Description of the task:
The answer must consist solely of the lines from the start of the records through the line containing "line as [120,51].", restated word for word, with no pictures.

Materials provided:

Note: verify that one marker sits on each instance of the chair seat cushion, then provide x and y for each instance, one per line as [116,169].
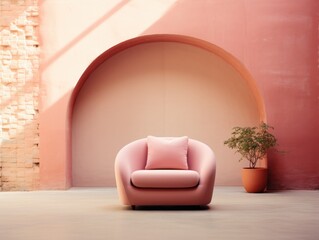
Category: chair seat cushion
[165,178]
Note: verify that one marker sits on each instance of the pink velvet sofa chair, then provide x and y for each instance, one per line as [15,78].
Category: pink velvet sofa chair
[147,172]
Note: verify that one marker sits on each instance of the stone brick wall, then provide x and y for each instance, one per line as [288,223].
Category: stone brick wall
[19,94]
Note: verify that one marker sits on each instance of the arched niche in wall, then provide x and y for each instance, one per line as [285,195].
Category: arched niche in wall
[163,85]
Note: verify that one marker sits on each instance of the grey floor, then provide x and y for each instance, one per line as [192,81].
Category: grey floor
[97,214]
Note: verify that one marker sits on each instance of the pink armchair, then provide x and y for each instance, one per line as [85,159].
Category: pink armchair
[138,185]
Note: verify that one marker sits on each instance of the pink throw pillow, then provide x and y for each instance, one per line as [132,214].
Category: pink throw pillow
[167,153]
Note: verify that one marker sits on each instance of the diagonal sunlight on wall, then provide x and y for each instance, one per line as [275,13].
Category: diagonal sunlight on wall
[19,91]
[91,30]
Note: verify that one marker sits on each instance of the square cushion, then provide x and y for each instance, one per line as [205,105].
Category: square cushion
[165,178]
[167,153]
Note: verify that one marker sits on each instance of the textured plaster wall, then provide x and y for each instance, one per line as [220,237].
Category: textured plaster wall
[19,95]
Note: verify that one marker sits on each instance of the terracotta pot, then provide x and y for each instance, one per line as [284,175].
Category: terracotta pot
[254,179]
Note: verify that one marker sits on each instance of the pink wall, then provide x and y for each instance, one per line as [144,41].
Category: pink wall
[162,89]
[276,40]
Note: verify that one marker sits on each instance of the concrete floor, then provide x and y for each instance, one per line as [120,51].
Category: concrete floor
[97,214]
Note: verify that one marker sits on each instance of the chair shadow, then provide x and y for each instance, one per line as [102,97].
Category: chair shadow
[170,208]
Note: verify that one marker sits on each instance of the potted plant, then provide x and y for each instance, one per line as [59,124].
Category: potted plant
[252,143]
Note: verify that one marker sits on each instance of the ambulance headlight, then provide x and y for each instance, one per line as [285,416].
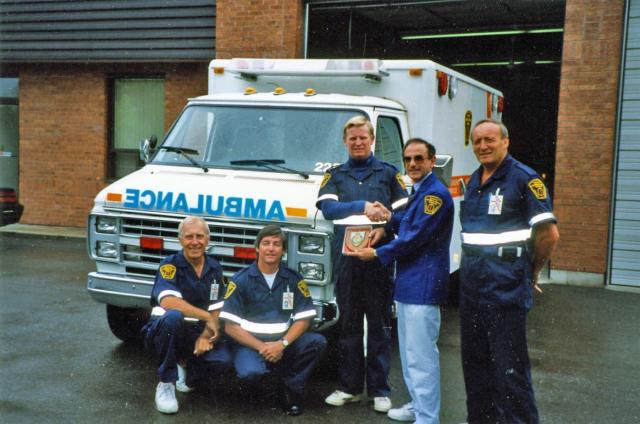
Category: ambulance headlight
[311,270]
[106,225]
[106,249]
[311,244]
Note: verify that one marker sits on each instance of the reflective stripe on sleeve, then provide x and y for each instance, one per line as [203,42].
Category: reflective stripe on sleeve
[327,197]
[484,239]
[269,329]
[166,293]
[399,203]
[215,306]
[547,216]
[304,314]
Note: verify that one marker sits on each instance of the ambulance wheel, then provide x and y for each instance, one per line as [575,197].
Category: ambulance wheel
[126,323]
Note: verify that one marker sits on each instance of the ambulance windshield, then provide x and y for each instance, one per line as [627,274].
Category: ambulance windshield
[307,140]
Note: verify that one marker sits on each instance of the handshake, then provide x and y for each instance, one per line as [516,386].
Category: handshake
[376,212]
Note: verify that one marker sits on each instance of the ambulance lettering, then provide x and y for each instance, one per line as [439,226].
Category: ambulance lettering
[206,203]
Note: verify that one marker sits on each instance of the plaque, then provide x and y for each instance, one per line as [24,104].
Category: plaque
[356,238]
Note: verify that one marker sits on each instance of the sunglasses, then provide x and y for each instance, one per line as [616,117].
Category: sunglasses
[417,159]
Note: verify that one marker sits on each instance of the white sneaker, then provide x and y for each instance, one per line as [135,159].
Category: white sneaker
[339,398]
[166,401]
[404,413]
[181,384]
[381,404]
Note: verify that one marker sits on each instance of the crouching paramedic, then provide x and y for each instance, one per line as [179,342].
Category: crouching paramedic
[267,311]
[184,330]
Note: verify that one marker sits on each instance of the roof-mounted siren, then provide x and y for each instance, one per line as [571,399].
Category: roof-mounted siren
[251,69]
[495,104]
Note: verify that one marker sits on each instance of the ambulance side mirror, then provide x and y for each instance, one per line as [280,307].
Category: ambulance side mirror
[147,148]
[443,169]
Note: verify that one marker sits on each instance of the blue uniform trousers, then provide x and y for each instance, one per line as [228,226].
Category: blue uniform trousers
[496,364]
[364,289]
[173,340]
[297,363]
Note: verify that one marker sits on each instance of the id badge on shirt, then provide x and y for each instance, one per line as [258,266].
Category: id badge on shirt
[215,290]
[287,300]
[495,203]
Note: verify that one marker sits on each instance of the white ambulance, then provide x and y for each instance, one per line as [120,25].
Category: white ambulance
[253,151]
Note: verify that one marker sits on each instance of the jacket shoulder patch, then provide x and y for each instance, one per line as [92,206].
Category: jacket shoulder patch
[538,188]
[231,287]
[168,271]
[431,204]
[302,286]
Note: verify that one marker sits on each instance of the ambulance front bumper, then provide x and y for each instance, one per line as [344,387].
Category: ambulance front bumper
[117,290]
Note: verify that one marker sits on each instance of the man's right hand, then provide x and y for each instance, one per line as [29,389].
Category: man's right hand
[376,211]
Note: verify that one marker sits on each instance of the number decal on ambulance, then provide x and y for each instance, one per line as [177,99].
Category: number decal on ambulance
[323,166]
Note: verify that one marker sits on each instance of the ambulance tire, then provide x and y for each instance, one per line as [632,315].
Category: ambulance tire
[126,323]
[453,297]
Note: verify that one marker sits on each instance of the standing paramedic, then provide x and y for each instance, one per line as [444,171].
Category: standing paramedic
[184,330]
[349,191]
[267,311]
[508,233]
[421,252]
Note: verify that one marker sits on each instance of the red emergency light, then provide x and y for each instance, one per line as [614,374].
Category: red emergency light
[244,252]
[151,243]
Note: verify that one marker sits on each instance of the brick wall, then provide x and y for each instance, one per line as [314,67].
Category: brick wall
[64,136]
[62,142]
[259,28]
[586,131]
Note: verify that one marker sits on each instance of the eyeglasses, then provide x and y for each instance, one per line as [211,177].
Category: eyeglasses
[417,159]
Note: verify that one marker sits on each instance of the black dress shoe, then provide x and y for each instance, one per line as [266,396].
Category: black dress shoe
[290,402]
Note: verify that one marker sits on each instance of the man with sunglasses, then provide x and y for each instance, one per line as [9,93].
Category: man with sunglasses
[508,233]
[421,252]
[361,186]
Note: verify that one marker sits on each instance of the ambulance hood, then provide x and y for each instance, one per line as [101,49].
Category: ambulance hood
[219,193]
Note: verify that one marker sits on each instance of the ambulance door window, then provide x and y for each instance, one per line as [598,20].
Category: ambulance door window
[388,145]
[137,112]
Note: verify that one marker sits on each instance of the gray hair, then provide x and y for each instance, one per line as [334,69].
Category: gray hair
[504,132]
[192,220]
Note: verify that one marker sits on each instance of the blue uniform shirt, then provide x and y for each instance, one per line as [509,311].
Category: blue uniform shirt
[176,277]
[497,218]
[260,310]
[421,249]
[351,184]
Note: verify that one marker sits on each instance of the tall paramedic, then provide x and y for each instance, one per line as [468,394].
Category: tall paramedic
[421,252]
[508,233]
[363,289]
[188,284]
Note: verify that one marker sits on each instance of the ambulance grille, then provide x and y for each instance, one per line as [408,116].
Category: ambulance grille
[144,262]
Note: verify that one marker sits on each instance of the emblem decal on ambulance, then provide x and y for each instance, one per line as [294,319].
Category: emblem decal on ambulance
[538,188]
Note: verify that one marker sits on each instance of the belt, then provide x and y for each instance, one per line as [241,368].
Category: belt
[505,252]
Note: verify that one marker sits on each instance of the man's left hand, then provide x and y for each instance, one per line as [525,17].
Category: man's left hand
[272,351]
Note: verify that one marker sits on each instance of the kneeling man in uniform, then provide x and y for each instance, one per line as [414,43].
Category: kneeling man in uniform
[267,311]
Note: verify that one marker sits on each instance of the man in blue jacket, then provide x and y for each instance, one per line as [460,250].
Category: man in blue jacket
[421,252]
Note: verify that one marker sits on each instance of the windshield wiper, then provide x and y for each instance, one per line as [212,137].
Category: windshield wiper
[270,164]
[185,152]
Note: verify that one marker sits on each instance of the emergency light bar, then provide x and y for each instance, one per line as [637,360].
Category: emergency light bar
[308,67]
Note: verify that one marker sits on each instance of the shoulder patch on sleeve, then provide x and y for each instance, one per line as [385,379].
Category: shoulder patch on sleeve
[431,204]
[538,188]
[231,287]
[325,179]
[168,271]
[302,286]
[401,181]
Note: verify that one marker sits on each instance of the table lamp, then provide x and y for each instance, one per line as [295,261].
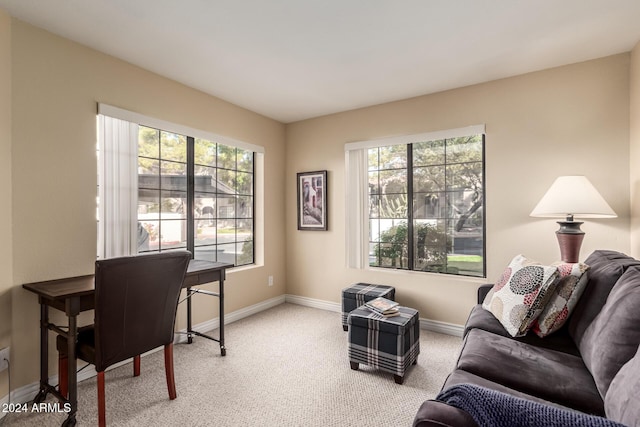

Solution to the problem:
Note: verify that one marker sits on each instance of the chair seat cushion, then provide x and y for each instance, one per line as [116,169].
Category: chair seat cushion
[165,178]
Note: verify that one marker sits on each instance of the pink velvet sofa chair, then provide x and y for each instance, one per line as [15,78].
Category: pink velvet sofa chair
[147,172]
Note: verify that one marker sits on each instance of the stone brick wall, then provide x and y for each instance, one per line as [288,223].
Category: stone brick wall
[19,94]
Note: verify that one marker sits on each instance of the arched niche in wall, then provide x and y for each instance, one per line as [285,195].
Category: arched niche in wall
[163,85]
Note: verify that one marker sits on each instance of the grey floor, then provide x and y for each instance, one per line as [192,81].
Category: grey floor
[97,214]
Note: verify that one marker sits on each instance of the pink armchair, then provide x and y for each instance, one per line as [85,159].
Category: pink armchair
[138,185]
Note: verify that one marker sits on each instance of the pink throw pillow, then provide x and y for each instance, one per line as [132,214].
Category: pink throw pillow
[167,153]
Note: verify that one marker sits on each instance of the diagonal sunlight on wall, then provide x and y for each instance, one per line as [275,13].
Category: diagonal sunlight on wall
[19,91]
[91,30]
Note: verify that one marker sits on each instance of the square cushion, then provide x and y for each instance, one per line as [205,105].
Category: square cushion
[165,178]
[167,153]
Note: verify that one marker sits on each instance of the textured plaster wall, then provide x and y for each instance, one per line as [220,237].
Category: textured plaster wall
[19,95]
Note: verify that one marker sits on each instance of the terracotta pot, then provide x and y for each instance, one per line as [284,175].
Category: terracotta pot
[254,179]
Note: verify that one marker sits on each instance of the pink wall, then provide x and y for each instance, one per line as [144,41].
Category: pink wall
[162,89]
[276,40]
Note: verify that one marker sits on each instance of the concrete floor, then provide x and y for each instance, one per line as [120,51].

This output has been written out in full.